| ACTIVITY |
Somewhere below, one line contains "column 519, row 354" and a later line contains "column 262, row 226". Output those two lines and everything between them exactly, and nothing else.

| DATA FOR THIS TASK |
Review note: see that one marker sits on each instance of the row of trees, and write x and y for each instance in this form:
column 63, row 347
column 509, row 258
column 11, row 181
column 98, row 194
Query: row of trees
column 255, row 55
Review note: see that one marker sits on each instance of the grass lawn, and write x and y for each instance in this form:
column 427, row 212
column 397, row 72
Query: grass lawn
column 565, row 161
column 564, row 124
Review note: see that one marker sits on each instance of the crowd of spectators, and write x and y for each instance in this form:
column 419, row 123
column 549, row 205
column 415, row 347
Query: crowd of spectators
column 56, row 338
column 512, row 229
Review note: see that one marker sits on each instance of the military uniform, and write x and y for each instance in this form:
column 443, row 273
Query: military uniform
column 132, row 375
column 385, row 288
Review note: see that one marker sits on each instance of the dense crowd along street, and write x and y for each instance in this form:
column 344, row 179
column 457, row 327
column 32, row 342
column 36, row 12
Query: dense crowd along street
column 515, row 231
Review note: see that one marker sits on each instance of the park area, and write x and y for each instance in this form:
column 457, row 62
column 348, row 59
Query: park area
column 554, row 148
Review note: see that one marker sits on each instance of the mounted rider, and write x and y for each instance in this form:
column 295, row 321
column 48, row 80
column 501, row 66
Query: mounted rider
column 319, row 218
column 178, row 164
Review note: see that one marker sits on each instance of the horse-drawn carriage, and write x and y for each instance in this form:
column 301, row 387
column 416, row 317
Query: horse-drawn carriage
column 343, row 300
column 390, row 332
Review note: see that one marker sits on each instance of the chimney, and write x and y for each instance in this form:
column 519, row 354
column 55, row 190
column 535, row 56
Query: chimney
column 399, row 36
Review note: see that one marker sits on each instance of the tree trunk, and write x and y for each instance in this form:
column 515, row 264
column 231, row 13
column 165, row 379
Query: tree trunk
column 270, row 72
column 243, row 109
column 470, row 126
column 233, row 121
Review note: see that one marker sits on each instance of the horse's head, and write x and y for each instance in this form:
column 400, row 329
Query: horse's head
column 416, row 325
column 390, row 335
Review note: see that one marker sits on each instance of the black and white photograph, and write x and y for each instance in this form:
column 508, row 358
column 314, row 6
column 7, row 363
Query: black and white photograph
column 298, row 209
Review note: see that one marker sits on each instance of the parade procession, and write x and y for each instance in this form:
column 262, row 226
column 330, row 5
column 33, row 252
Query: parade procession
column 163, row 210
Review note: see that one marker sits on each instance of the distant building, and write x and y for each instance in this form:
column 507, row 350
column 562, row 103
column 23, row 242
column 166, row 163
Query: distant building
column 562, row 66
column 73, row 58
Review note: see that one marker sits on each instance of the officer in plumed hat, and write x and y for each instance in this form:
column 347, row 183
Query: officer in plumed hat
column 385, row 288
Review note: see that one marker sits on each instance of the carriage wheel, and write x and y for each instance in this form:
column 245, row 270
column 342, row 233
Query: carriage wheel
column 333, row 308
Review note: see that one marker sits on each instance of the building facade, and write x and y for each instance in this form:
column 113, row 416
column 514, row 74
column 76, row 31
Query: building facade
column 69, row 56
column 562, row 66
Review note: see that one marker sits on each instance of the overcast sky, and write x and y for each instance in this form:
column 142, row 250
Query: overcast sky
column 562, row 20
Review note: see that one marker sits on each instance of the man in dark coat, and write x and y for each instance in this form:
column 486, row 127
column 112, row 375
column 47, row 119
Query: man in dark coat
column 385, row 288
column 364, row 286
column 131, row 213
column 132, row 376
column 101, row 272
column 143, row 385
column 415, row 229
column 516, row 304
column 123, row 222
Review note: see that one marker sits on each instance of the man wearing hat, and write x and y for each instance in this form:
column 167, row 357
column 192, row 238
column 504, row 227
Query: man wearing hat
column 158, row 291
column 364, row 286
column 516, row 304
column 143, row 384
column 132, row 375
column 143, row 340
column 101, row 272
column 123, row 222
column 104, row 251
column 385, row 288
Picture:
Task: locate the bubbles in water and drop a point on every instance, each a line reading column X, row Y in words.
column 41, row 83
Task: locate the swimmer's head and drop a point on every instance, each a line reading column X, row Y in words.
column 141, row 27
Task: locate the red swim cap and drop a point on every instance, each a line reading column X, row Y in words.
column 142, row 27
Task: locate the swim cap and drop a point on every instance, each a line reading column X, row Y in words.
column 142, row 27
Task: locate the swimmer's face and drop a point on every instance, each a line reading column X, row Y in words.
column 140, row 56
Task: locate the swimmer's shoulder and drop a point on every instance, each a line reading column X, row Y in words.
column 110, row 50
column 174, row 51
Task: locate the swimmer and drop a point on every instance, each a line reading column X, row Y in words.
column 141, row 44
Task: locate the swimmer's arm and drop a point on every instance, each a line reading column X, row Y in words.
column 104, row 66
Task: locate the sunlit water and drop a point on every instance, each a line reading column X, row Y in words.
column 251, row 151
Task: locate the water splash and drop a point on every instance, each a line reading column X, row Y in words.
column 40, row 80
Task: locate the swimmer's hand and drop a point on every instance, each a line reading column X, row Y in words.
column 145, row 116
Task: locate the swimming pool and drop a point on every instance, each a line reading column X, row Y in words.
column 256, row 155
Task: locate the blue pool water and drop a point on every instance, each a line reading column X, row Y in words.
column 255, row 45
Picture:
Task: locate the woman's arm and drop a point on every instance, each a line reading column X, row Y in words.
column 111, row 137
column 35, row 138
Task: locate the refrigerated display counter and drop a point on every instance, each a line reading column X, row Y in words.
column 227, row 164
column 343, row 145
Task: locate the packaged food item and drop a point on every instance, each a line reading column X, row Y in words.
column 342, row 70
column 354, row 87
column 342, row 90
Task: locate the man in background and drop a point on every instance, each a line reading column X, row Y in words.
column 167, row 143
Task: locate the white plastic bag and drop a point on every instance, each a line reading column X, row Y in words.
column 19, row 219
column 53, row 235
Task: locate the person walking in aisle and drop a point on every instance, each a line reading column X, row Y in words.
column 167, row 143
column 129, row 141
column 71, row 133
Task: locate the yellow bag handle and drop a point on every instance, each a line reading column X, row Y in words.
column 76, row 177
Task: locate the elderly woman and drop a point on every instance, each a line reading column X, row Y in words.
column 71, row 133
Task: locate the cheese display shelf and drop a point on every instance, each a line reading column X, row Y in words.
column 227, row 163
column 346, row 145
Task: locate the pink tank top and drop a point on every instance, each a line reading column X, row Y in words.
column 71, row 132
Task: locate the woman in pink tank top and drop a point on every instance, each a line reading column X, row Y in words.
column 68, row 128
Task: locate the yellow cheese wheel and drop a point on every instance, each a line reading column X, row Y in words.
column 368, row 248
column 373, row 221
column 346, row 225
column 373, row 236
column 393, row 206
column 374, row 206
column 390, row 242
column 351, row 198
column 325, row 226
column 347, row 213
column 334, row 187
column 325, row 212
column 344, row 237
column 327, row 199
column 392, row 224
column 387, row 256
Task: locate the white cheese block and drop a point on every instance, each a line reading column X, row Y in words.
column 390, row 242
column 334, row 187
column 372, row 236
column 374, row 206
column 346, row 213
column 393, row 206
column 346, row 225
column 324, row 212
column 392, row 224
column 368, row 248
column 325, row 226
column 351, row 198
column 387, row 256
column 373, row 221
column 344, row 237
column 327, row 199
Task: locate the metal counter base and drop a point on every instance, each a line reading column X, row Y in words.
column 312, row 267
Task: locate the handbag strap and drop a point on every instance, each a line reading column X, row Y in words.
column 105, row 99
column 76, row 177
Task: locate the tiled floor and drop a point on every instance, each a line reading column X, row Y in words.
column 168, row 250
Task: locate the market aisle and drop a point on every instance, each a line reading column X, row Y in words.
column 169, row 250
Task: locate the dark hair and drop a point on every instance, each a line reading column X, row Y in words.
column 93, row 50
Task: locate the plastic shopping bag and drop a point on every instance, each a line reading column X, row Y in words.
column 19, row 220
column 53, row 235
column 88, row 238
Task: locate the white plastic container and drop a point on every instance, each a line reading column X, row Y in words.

| SOLVED EXERCISE |
column 519, row 354
column 55, row 190
column 535, row 56
Query: chimney
column 399, row 36
Review note: see that one marker sits on each instance of the tree trunk, and write x and y for each instance in this form:
column 515, row 264
column 231, row 13
column 165, row 379
Query: tree trunk
column 270, row 72
column 243, row 109
column 470, row 126
column 233, row 121
Review note: see that one marker sits on each instance of the horse's head, and write x and y for each instance in this form:
column 400, row 329
Query: horse's head
column 416, row 325
column 390, row 335
Review note: see that one marker sits on each instance of the black and white photograph, and write x and y for each instance in this form:
column 508, row 358
column 314, row 6
column 7, row 363
Query: black and white photograph
column 298, row 209
Review note: see that one marker sits on each instance of the parade procession, and write x and y for each instance in this form:
column 262, row 226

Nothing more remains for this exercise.